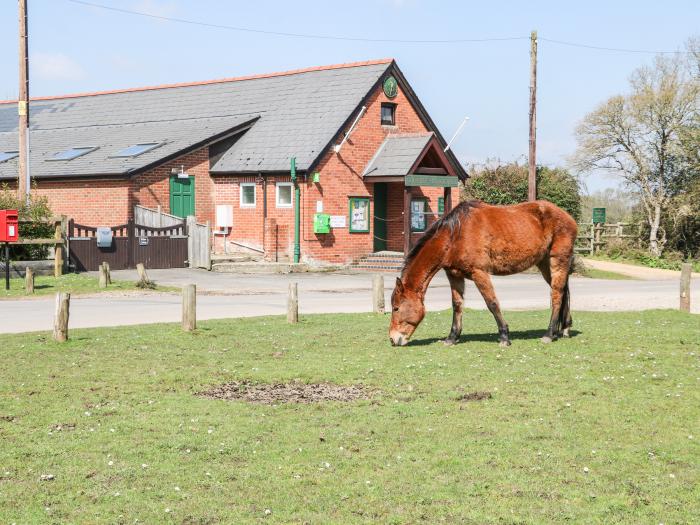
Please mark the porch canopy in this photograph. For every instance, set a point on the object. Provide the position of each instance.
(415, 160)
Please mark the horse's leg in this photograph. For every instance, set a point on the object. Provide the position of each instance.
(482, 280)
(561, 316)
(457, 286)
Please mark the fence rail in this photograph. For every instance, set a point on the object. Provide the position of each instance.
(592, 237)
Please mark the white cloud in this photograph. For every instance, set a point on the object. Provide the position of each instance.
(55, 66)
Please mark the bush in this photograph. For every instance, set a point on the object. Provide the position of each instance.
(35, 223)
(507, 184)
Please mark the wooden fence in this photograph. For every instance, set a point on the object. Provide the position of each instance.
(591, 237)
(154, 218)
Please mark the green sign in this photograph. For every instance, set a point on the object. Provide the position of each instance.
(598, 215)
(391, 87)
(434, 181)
__________
**What you will do**
Format the rows above as a two-column CSV with the headers "prompt" and "points", one line per row. Put each row's text and its answer in separate quoted fields, turn line breaks into spaces, and leave the picture out.

**Output of the task**
prompt,points
"Please mark the porch canopy in this photograph. For every instance, set a point on the object. Provide the position of each instance.","(415, 160)"
"Please mark the horse's leg in this photograph. For every instance, set a point on the object. Provide the position of each instance.","(482, 280) (561, 316) (457, 286)"
"Please mark the fence rail in this photograph. For every instance, set a point on the object. Provide the position of each instance.","(592, 237)"
"Please mark the white cloud in this photograph. For every instance, set a point on the object. Provide the position of each instance.","(55, 66)"
"Please mark the bush in this photograph. For every instance, set a point on the object. Provide the position of each instance.","(35, 223) (507, 184)"
"Please mark the wooden fence in this photograph. For every instance, set a point on the object. Provide the position of each instance.","(591, 237) (154, 218)"
"Please mark the green sign in this photograph. For every instance, set a point on the object. Provide the position of each instance.","(598, 215) (391, 87) (434, 181)"